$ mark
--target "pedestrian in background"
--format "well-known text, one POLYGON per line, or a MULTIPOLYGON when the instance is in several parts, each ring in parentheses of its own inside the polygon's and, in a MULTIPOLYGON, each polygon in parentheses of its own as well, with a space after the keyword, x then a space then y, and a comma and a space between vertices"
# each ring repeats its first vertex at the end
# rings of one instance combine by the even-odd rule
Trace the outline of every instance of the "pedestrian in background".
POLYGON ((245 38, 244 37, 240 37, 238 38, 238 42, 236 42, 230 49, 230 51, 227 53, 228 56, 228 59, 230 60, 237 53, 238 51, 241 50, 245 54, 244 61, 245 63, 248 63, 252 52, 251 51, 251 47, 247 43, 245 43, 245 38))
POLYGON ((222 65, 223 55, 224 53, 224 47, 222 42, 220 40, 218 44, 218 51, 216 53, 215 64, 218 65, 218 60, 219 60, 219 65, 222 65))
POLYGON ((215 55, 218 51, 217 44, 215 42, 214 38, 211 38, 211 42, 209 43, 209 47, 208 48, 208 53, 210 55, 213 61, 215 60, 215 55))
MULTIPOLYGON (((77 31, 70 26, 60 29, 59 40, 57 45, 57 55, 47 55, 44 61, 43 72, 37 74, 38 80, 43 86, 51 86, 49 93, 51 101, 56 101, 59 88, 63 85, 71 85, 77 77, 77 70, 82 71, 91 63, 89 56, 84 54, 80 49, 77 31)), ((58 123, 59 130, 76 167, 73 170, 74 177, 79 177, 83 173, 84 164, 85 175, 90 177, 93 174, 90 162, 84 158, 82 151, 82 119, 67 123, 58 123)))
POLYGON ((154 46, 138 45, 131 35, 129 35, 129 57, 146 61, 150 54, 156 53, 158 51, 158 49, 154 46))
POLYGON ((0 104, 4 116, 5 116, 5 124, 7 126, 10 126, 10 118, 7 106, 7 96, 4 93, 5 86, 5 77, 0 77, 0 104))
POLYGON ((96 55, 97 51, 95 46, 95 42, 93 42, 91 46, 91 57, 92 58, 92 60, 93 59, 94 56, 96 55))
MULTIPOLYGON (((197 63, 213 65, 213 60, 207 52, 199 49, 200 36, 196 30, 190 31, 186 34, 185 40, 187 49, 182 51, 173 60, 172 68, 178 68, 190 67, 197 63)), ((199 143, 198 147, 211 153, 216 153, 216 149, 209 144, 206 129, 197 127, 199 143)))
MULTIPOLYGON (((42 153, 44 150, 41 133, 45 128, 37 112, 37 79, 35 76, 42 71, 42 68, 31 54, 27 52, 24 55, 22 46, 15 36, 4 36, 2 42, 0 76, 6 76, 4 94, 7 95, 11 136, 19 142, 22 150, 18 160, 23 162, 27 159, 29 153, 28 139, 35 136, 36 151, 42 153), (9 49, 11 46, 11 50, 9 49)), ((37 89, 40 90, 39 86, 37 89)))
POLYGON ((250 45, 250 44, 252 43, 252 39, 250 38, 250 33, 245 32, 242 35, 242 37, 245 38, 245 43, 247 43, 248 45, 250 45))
• • • •
What the exercise asks: Set out the lines of all the records above as a numbered list, omitting any blank lines.

Result of the task:
1. $ mark
2. --target "pedestrian in background"
3. --format "well-known text, one POLYGON per line, or a MULTIPOLYGON when the instance is in several parts, each ring in parentheses of its own inside the polygon's and, in a MULTIPOLYGON, each polygon in parentheses of its own as well, with a space after the keyword, x then a space then y, and a comma and a space between vertices"
4. # each ring repeats its first vertex at the end
5. # rings of one instance combine by the even-odd rule
6. Trace the outline of every instance of the "pedestrian in background".
7. POLYGON ((245 38, 244 37, 240 37, 238 38, 238 42, 236 42, 230 49, 230 51, 227 53, 228 56, 228 59, 230 60, 237 53, 238 51, 241 50, 245 54, 244 61, 245 63, 248 63, 252 52, 251 51, 251 47, 247 43, 245 43, 245 38))
8. POLYGON ((222 65, 223 55, 224 53, 224 47, 222 42, 220 40, 218 44, 218 51, 216 53, 215 64, 218 65, 218 60, 219 60, 219 65, 222 65))
9. POLYGON ((215 55, 218 51, 217 44, 215 42, 214 38, 211 38, 211 42, 209 43, 209 47, 208 48, 208 53, 210 55, 213 61, 215 60, 215 55))
10. MULTIPOLYGON (((77 31, 70 26, 60 29, 59 40, 57 45, 57 55, 47 55, 44 61, 43 72, 37 74, 38 80, 43 86, 51 86, 49 93, 51 101, 56 101, 59 88, 63 85, 71 85, 77 77, 77 70, 82 71, 91 63, 89 56, 84 54, 80 49, 77 31)), ((58 123, 59 130, 76 167, 73 170, 74 177, 79 177, 83 173, 84 164, 85 175, 90 177, 93 174, 90 162, 84 158, 82 151, 82 119, 67 123, 58 123)))
11. POLYGON ((154 46, 138 45, 131 35, 129 35, 129 57, 146 61, 150 54, 156 53, 158 51, 158 49, 154 46))
12. POLYGON ((0 104, 4 116, 5 116, 5 124, 7 126, 10 126, 10 118, 7 106, 7 96, 4 93, 5 86, 5 77, 0 77, 0 104))
13. POLYGON ((96 55, 97 51, 95 46, 95 42, 93 42, 91 46, 91 57, 92 58, 92 60, 93 59, 94 56, 96 55))
14. MULTIPOLYGON (((197 63, 213 65, 213 60, 207 52, 199 49, 200 36, 196 30, 190 31, 186 34, 185 40, 187 49, 182 51, 173 60, 172 68, 178 68, 190 67, 197 63)), ((199 143, 198 147, 211 153, 216 153, 216 149, 209 144, 206 129, 197 127, 199 143)))
15. MULTIPOLYGON (((42 153, 44 150, 41 133, 45 128, 37 112, 37 79, 35 76, 42 71, 42 68, 31 54, 27 52, 24 55, 22 46, 15 36, 4 36, 2 42, 0 76, 6 76, 4 94, 7 95, 11 136, 19 142, 22 150, 18 160, 23 162, 27 159, 29 153, 28 139, 35 136, 36 151, 42 153), (9 49, 11 46, 11 50, 9 49)), ((37 89, 40 90, 39 86, 37 89)))
16. POLYGON ((250 45, 250 44, 252 43, 252 39, 250 38, 250 33, 245 32, 242 35, 242 37, 245 38, 245 43, 247 43, 248 45, 250 45))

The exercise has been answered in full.